本文:
((
患者さんは病気を治すために病院や診療所を訪ねます。病気を治すためには薬が必要なことが多いので、多くの方が「病院に行くと薬を処方してもらうのが当たり前」、と考えておられます。確かに多くの病気は薬を使わないと治療が出来ないのは事実です。
しかし病気を治すために薬の他にもう一つ、とても大切なことがあります。それは病気のことをよく知ることです。病気のことをよく知って、例えば食事を工夫したり十分に休養すれば、薬を使わないで、もしくはほんの少しの薬で病気が良くなることがあることは、多くの方がご存知でしょう。
風邪や腹痛などの急性の病気でも高血圧や糖尿病などの慢性の病気でもこのことは言えます。
軽い高血圧であるのに「あなたはこの薬を一生飲み続けなければいけません」と医者に言われて絶望しておられる患者さんにお会いすることが時々あります。その中の何人かは塩分を控えたり、運動療法をすることで薬を飲まなくても良くなりました。
医師は病気を治すために薬を服用する以外にできる方法を患者様に伝える義務があります。
「日本の医療は薬漬け」と言われて久しいですが、これはかつて薬を処方することによる差益が医療機関の大きな収入になっていたからです。時間をかけて患者さんに病気の説明をするよりも薬をたくさん出すほうが儲けになるので多くの医師はそうしたし、ほとんどの患者さんはそれに慣れてきたのです。しかし、本当に良い医療はからだの自然回復カを最大限に利用することです。
そのためには病気の知識を患者様と共有することが大切なので、わたしは病気の説明に時間をかけます。
「治療法について患者に理解していただき同意を得る」という意味の「インフォームドコンセント」という言葉があります。私の申し上げる「病気の知識を患者様と共有すること」の中にインフォームドコンセントが含まれていることはいうまでもありません。
「病気の知識なんていらん。とにかく治してくれや」とおっしゃる「おまかせコース」をご希望の方もときどきおられますが、それでもできるだけ分かってもらえるように努めています。
))
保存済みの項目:
((
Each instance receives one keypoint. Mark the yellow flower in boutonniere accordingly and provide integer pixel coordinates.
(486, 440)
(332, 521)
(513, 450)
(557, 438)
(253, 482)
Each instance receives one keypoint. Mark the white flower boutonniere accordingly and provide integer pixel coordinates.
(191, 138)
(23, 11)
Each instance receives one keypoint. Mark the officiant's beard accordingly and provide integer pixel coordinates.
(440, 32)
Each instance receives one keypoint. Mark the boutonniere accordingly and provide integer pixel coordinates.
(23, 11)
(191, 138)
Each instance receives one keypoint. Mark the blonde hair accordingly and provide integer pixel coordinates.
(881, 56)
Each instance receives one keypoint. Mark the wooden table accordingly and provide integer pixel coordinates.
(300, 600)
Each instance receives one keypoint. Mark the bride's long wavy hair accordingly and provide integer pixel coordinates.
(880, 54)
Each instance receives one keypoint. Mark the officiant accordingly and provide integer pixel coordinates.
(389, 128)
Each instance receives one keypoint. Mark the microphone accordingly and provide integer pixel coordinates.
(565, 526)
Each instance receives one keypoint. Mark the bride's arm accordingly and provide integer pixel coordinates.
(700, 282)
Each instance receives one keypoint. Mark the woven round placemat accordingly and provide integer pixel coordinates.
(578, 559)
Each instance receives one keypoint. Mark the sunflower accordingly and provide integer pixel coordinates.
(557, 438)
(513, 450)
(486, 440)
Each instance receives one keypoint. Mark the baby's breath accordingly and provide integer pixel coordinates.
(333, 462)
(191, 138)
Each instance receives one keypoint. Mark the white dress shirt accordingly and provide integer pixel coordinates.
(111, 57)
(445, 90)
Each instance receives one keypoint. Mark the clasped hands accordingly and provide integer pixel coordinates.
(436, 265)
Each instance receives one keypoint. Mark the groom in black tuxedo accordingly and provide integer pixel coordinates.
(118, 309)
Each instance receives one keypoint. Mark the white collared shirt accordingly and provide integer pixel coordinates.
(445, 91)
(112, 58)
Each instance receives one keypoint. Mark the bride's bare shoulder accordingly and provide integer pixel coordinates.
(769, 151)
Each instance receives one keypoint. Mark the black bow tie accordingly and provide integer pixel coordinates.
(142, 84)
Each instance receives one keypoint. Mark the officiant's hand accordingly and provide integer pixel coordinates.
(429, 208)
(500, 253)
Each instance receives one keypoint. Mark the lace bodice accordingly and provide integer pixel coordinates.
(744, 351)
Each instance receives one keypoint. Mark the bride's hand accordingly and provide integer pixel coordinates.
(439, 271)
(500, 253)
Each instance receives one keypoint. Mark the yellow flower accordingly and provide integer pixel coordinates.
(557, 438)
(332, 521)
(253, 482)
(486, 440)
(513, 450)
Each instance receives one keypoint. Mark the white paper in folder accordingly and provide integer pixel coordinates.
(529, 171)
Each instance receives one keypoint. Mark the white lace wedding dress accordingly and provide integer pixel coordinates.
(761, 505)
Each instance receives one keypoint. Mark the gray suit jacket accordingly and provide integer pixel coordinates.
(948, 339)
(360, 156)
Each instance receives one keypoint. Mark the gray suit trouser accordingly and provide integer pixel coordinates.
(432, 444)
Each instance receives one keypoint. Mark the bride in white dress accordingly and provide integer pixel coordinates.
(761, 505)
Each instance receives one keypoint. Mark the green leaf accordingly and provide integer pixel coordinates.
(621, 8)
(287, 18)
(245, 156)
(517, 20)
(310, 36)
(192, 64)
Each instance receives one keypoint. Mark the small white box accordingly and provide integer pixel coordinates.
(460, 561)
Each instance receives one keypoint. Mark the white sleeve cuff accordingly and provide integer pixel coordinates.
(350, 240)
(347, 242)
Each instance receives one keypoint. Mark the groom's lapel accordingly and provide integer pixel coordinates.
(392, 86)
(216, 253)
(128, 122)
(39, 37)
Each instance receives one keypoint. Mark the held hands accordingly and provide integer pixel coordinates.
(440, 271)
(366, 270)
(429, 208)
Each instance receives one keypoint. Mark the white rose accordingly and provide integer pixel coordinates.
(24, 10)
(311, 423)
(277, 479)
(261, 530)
))
練習問題:
• 1. 病気と薬についての文章のうち、「患者さんは病気を治すために病」から「を最大限に利用することです。」までを、両端の語句も含めて一字も変えずに書き出してください。
• 2. 病気と薬についての文章で「軽い高血圧であるのに」で始まる段落を、主な事実を残したまま、より短く書き直してください。

解答:
• 1.
患者さんは病気を治すために病院や診療所を訪ねます。病気を治すためには薬が必要なことが多いので、多くの方が「病院に行くと薬を処方してもらうのが当たり前」、と考えておられます。確かに多くの病気は薬を使わないと治療が出来ないのは事実です。
しかし病気を治すために薬の他にもう一つ、とても大切なことがあります。それは病気のことをよく知ることです。病気のことをよく知って、例えば食事を工夫したり十分に休養すれば、薬を使わないで、もしくはほんの少しの薬で病気が良くなることがあることは、多くの方がご存知でしょう。
風邪や腹痛などの急性の病気でも高血圧や糖尿病などの慢性の病気でもこのことは言えます。
軽い高血圧であるのに「あなたはこの薬を一生飲み続けなければいけません」と医者に言われて絶望しておられる患者さんにお会いすることが時々あります。その中の何人かは塩分を控えたり、運動療法をすることで薬を飲まなくても良くなりました。
医師は病気を治すために薬を服用する以外にできる方法を患者様に伝える義務があります。
「日本の医療は薬漬け」と言われて久しいですが、これはかつて薬を処方することによる差益が医療機関の大きな収入になっていたからです。時間をかけて患者さんに病気の説明をするよりも薬をたくさん出すほうが儲けになるので多くの医師はそうしたし、ほとんどの患者さんはそれに慣れてきたのです。しかし、本当に良い医療はからだの自然回復カを最大限に利用することです。

• 2. 軽い高血圧なのに、薬を一生飲み続けるよう医者に言われて絶望している患者さんに時々会います。そのうち何人かは、塩分を控えたり運動療法をしたりすることで、薬なしで良くなりました。